THE DATA Block Start

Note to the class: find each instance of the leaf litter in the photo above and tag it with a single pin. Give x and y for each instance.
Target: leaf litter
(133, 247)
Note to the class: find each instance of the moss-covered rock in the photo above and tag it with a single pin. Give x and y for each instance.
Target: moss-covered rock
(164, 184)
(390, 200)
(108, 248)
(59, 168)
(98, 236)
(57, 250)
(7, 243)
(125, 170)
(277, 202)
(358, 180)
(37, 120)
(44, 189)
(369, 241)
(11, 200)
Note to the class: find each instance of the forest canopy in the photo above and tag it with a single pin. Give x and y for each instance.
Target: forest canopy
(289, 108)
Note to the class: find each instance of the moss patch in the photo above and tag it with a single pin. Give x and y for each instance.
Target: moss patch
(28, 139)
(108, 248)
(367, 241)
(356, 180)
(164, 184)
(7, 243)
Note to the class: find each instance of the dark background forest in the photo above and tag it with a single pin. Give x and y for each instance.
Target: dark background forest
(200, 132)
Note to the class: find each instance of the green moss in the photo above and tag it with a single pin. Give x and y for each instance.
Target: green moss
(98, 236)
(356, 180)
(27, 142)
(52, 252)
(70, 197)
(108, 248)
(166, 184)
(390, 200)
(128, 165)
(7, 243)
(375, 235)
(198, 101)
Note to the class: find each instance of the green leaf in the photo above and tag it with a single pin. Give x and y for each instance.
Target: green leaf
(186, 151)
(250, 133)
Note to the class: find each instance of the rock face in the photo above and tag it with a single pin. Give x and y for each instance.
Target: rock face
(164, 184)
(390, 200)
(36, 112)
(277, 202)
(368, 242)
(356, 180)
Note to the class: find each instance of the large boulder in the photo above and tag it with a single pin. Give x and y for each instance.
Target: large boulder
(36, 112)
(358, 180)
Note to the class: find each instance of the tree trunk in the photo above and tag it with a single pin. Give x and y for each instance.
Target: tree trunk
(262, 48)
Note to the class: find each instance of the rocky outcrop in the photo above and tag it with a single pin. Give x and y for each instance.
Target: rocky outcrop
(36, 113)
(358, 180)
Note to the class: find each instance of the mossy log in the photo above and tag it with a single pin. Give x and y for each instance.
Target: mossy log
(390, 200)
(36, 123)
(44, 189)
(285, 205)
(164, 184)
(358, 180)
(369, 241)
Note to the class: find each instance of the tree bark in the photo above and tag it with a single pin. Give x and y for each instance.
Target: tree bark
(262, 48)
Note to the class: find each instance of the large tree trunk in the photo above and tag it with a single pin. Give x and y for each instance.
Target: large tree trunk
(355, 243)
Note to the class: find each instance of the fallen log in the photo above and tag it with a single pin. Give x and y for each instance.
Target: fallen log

THE DATA Block End

__EXERCISE AIM__
Retype the listing exactly. Leave nothing out.

__SOLUTION__
Note to the class: find each instance of the leaf litter in the photo above and tag it with a single pin. Give x and y for each instance.
Target: leaf litter
(133, 247)
Note to the class: find each instance of the moss-covered rock in the photo above and tag it with a single pin. Give x and y for each instance.
Target: moss-covered rock
(164, 184)
(390, 200)
(108, 248)
(59, 168)
(98, 236)
(57, 250)
(7, 243)
(125, 170)
(277, 202)
(358, 180)
(37, 120)
(44, 189)
(369, 241)
(11, 200)
Note to the class: find each instance of the forest canopy in the photo above and tag it with a single pin. Give x and y for each instance.
Target: forest canopy
(289, 108)
Note to the class: find each instance of the moss patch in the photo above and tag it with a single pin. Give x and y for each instance.
Target: moss patch
(28, 139)
(108, 248)
(367, 241)
(356, 180)
(164, 184)
(7, 243)
Note to the class: find each instance of the dark background forest in the photo above and tag it with a single pin. Give x and y for each instance.
Target: dark background forest
(200, 132)
Note to the class: find each instance of the green moss in the photo above and tag it with a single pin. Give x and y for each instance.
Target: green moss
(98, 236)
(356, 180)
(27, 142)
(52, 252)
(70, 197)
(108, 248)
(166, 184)
(390, 200)
(128, 165)
(7, 243)
(375, 235)
(198, 101)
Note to the class: find each instance of the green leaf in the photo above and tag it with a single pin. Give x and y for each instance.
Target: green leaf
(186, 151)
(250, 133)
Note to the class: find each instance of the rock face in the photo above and tag it with a single pin. Give x and y for each instance.
Target: rock face
(164, 184)
(390, 200)
(36, 112)
(277, 202)
(368, 242)
(356, 180)
Note to the class: find each instance of the large boulder in the photo above and tag it with a single pin. Give x and y for each instance.
Target: large boulder
(36, 112)
(358, 180)
Note to the class: find each instance of the tree trunk in the photo above and tag it with a single pin. Give x and y for each instance.
Target: tree trunk
(262, 48)
Note to the class: find each instance of the rocky outcrop in the photo above and tag it with a single pin. Give x and y for each instance.
Target: rocky outcrop
(36, 113)
(358, 180)
Note to the class: find each instance of the mossy log in the photo above and tag it with a single pin. Give x and y for each instance.
Target: mossy log
(390, 200)
(36, 123)
(44, 189)
(285, 205)
(164, 184)
(358, 180)
(369, 241)
Note to the class: find each instance of the tree bark in the photo above and tag it with a single pin. Give x and y for each instance.
Target: tree bark
(262, 48)
Note to the class: find each instance of the large tree trunk in the photo above and tag it with a single pin. Give x and y for each instance.
Target: large tree trunk
(355, 243)
Note to the class: find each instance of the fallen log in the photo above and tag it with a single pin. Give x and y for each instance.
Target: fallen log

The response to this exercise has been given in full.